[Begin]
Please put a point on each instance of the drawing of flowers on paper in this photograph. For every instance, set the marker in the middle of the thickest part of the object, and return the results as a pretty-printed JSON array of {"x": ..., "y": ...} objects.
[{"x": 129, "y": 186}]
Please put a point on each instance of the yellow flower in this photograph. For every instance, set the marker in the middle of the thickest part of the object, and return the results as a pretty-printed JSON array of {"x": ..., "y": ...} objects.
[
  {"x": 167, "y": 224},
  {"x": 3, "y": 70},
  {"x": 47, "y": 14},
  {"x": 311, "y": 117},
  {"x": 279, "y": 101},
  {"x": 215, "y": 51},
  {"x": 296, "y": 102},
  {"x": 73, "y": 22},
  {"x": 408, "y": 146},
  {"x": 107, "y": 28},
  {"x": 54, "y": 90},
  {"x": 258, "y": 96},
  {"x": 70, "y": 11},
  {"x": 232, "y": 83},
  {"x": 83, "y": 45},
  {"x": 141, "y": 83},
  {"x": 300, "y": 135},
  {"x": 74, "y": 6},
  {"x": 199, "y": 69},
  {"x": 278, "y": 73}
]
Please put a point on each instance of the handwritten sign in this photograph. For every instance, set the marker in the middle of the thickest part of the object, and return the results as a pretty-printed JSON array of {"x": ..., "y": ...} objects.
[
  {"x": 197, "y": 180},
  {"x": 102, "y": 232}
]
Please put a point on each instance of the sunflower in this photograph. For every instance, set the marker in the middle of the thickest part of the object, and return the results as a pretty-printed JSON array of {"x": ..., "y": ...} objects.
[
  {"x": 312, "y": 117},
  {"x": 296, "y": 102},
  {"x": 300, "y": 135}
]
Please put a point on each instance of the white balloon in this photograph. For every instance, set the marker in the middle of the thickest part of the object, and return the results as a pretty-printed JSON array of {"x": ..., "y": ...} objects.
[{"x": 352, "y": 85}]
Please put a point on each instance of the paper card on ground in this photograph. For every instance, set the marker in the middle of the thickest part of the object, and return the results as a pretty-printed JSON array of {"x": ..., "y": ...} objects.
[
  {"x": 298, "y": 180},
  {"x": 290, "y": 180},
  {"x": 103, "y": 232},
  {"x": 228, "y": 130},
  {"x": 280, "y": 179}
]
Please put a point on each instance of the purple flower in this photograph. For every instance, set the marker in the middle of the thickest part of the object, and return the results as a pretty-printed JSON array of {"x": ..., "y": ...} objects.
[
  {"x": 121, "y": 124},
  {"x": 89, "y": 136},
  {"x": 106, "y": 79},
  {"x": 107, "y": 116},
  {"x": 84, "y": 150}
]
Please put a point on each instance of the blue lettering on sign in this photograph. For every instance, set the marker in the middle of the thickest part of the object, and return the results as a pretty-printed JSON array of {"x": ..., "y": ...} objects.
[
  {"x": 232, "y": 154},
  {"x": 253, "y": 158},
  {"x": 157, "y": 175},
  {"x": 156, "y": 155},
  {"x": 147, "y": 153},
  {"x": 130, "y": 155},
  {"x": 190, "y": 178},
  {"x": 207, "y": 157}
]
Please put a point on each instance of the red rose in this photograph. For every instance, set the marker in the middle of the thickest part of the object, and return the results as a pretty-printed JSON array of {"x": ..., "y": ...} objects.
[End]
■ REQUIREMENT
Write the entire listing out again, word for word.

■ RESPONSE FOR THIS EXERCISE
Please put a point on each instance of the drawing of flowers on paper in this photograph. For every instance, set the marker in the middle of the thickest part of the object, and return the results as a pretty-printed JSON array of {"x": ..., "y": ...} objects.
[{"x": 129, "y": 186}]
Please put a point on each instance of the yellow flower in this photograph. For every instance, set the marker in the middle of the thickest part of the object, and return the results as a pretty-printed JSON array of {"x": ..., "y": ...} objects.
[
  {"x": 167, "y": 224},
  {"x": 3, "y": 70},
  {"x": 47, "y": 14},
  {"x": 311, "y": 117},
  {"x": 279, "y": 101},
  {"x": 215, "y": 51},
  {"x": 296, "y": 102},
  {"x": 73, "y": 22},
  {"x": 408, "y": 146},
  {"x": 107, "y": 28},
  {"x": 54, "y": 90},
  {"x": 258, "y": 96},
  {"x": 70, "y": 11},
  {"x": 232, "y": 83},
  {"x": 83, "y": 45},
  {"x": 141, "y": 83},
  {"x": 300, "y": 135},
  {"x": 74, "y": 6},
  {"x": 199, "y": 69},
  {"x": 278, "y": 73}
]
Please put a point on each instance of the handwritten sign in this photograph. For every instance, set the marker in the middle of the thickest part of the object, and return the results as a pretty-printed JSON array of {"x": ..., "y": ...} objects.
[
  {"x": 197, "y": 180},
  {"x": 102, "y": 232}
]
Please put a point on each instance of the sunflower in this photograph. For every instance, set the marker in the middle of the thickest part of the object, and return the results as a pretty-printed JSON array of {"x": ..., "y": ...} objects.
[
  {"x": 312, "y": 117},
  {"x": 296, "y": 102},
  {"x": 300, "y": 135}
]
Please put a point on each instance of the white balloon in this photograph. For every instance, set the marker in the middle of the thickest part of the object, and return the results as a pretty-printed JSON array of {"x": ..., "y": ...} objects.
[{"x": 352, "y": 85}]
Please put a point on each instance of the paper card on ground in this photograph. For every instance, set the marker in the middle of the thickest part of the object, and return the results as a pretty-printed JSON array of {"x": ..., "y": ...} objects.
[
  {"x": 298, "y": 180},
  {"x": 290, "y": 180},
  {"x": 103, "y": 232},
  {"x": 228, "y": 130},
  {"x": 280, "y": 179}
]
Please put a point on each instance of the purple flower in this photograph. For every instance, set the marker in the middle of the thickest part of the object, and return the results as a pretty-printed JSON array of {"x": ..., "y": ...} objects.
[
  {"x": 121, "y": 124},
  {"x": 89, "y": 136},
  {"x": 106, "y": 79},
  {"x": 107, "y": 116},
  {"x": 84, "y": 150}
]
Please put a point on each instance of the blue lettering on sign in this photograph. For every instance, set the marker in the middle of the thickest part of the object, and return the results as a pretty-printed JSON array of {"x": ..., "y": ...} objects.
[
  {"x": 232, "y": 154},
  {"x": 253, "y": 158},
  {"x": 157, "y": 175},
  {"x": 156, "y": 155},
  {"x": 147, "y": 153},
  {"x": 130, "y": 155},
  {"x": 190, "y": 178},
  {"x": 207, "y": 157}
]
Please put a point on each instance of the red rose in this photograph. For every instance, set the marker in the middle of the thickest part of the object, and return the results as a pretty-printed JSON array of {"x": ..., "y": ...} objects.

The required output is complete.